** The request **
Answer these questions using the article on the Iran nuclear talks.
1. How long had the nuclear negotiations been in limbo?
2. On what date did Blinken say Iran's latest response "takes us backwards"?
3. What guarantee has Raisi insisted the United States must provide?

** Provided passage **
+ + + + + + +

Iran Times

Raisi stymies JCPOA by raising old demands

September 23, 2022

by Warren L. Nelson

BLINKEN. . . talks go backward
BLINKEN. . . talks go backward

The nuclear negotiations with Iran have been in limbo for two months.  They are now even going “backwards,” according to US Secretary of State Antony Blinken.  And that seems an apt description as President Raisi has resurrected a demand the Islamic Republic had dropped in August.

Blinken said September 9, “The latest response [from Iran] takes us backwards.”  The day before that, the White House said President Biden had ordered his Administration to plan new “options” to be taken, if the nuclear talks remain stymied, to prevent Iran ever getting a nuclear weapon.

Raisi has insisted repeatedly since mid-September that the United States must provide a solid guarantee that it will never again withdraw from the Joint Comprehensive Plan of Action (JCPOA) if it is revived.  Iran had previously dropped that demand, with Iranian officials saying on state broadcasting that they understood no American president could commit his successors to anything.

Actually, no political leader anywhere in the world including Iran can commit successors to any policy.

+ + + + + + +

(Boundary labeling records)
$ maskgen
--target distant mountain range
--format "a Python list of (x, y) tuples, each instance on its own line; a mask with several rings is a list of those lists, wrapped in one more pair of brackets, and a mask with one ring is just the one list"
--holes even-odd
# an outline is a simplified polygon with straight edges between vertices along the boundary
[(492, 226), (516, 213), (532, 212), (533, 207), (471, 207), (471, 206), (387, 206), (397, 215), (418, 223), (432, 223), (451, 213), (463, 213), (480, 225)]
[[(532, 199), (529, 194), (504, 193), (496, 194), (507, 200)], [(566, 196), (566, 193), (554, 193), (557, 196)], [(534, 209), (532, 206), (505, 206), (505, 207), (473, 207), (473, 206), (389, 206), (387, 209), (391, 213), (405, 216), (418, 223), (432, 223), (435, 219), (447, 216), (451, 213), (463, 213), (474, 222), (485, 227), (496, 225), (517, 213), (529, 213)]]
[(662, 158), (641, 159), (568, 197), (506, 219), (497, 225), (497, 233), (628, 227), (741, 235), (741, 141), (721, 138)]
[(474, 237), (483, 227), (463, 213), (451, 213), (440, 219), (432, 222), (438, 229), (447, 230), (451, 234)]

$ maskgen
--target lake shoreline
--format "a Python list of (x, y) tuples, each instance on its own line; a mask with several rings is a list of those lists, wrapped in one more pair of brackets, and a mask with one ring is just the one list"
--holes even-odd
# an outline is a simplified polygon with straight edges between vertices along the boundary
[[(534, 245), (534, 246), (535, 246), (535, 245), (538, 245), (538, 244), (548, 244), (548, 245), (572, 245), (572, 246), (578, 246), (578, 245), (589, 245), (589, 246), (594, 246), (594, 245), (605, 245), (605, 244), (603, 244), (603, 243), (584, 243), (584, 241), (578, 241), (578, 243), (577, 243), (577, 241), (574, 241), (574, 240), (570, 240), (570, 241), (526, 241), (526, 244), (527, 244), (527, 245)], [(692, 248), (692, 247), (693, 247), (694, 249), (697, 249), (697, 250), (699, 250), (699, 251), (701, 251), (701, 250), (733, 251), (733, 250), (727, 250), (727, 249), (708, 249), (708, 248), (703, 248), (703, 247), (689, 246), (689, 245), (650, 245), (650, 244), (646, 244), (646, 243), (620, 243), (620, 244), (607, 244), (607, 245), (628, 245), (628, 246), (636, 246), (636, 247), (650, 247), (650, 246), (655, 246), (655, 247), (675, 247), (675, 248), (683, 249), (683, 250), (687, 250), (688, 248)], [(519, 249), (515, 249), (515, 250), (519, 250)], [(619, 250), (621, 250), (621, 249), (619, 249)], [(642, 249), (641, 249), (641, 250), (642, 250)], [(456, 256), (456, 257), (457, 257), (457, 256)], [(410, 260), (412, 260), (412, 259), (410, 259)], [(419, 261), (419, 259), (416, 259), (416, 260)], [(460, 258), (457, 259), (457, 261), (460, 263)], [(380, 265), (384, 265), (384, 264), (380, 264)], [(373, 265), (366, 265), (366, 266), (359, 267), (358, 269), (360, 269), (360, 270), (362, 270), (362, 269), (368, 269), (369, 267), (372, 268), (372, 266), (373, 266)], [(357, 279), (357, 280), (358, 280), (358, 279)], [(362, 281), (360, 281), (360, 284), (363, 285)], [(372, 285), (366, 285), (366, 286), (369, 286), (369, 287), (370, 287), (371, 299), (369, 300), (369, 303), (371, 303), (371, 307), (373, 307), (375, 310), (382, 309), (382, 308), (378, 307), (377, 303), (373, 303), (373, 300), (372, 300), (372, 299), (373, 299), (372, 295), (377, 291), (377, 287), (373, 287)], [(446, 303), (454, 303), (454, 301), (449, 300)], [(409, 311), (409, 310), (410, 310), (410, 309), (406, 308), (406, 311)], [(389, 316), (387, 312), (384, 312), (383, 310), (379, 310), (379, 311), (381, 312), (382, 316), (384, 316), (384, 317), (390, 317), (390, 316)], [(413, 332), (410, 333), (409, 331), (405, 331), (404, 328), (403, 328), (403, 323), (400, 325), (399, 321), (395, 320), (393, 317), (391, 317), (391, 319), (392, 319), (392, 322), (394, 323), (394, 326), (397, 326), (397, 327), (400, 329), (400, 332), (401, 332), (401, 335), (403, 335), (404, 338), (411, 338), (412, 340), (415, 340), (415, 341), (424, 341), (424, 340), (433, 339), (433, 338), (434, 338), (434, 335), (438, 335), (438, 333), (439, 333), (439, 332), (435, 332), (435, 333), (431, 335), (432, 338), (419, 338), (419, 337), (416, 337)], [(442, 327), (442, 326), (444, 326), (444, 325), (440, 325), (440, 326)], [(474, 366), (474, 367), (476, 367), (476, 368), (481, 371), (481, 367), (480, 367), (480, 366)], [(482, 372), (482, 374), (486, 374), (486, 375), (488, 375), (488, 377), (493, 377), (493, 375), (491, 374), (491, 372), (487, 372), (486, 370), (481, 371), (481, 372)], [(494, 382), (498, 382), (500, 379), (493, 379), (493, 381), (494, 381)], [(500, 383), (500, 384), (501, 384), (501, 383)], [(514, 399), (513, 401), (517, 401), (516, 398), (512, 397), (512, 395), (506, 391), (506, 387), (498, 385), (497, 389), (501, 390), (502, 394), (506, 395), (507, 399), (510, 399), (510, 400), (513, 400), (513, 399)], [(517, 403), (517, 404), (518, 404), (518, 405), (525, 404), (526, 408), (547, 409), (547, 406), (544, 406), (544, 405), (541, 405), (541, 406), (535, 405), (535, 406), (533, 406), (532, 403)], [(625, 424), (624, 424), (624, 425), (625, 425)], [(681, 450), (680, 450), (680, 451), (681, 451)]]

+ + + + + + +

** Final answer **
1. Two months.
2. September 9.
3. A solid guarantee that it will never again withdraw from the Joint Comprehensive Plan of Action (JCPOA) if it is revived.